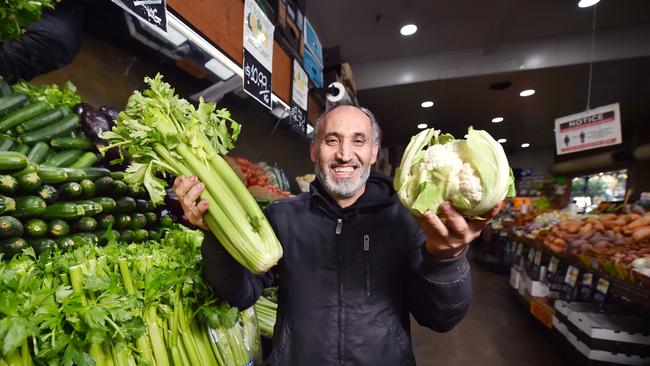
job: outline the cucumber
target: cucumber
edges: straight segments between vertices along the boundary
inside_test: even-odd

■ ■ ■

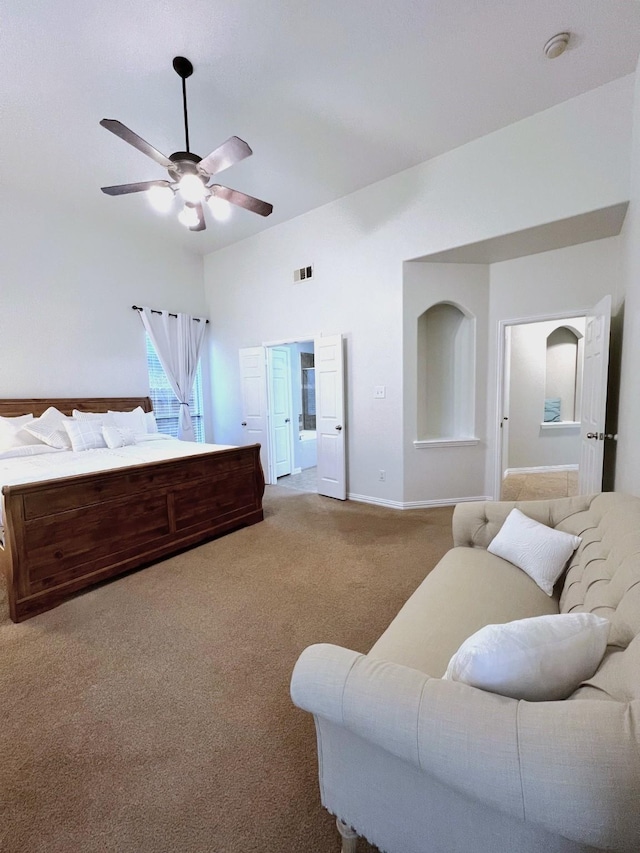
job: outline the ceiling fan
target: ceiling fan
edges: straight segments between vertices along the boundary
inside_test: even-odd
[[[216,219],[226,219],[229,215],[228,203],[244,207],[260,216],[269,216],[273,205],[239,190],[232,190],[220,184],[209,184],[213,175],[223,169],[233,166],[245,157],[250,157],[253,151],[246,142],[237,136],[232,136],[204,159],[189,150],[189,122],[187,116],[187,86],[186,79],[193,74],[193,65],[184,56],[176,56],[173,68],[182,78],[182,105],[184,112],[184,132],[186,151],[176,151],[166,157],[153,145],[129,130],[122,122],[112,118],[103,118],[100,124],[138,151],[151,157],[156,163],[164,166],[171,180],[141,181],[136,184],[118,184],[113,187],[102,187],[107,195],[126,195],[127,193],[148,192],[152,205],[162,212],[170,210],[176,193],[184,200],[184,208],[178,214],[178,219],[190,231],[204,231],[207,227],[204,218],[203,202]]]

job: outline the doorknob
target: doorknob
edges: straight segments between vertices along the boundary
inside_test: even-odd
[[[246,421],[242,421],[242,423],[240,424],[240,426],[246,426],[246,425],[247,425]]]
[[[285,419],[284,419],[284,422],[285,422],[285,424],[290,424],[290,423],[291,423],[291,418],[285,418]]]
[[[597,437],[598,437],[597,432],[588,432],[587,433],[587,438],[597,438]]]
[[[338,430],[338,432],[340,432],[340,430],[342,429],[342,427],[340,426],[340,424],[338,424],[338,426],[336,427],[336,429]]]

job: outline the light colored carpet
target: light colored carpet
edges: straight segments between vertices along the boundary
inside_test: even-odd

■ ■ ■

WHAT TO WORK ON
Reproduce each line of the records in which the string "doorknob" appears.

FINISHED EXERCISE
job: outline the doorknob
target: doorknob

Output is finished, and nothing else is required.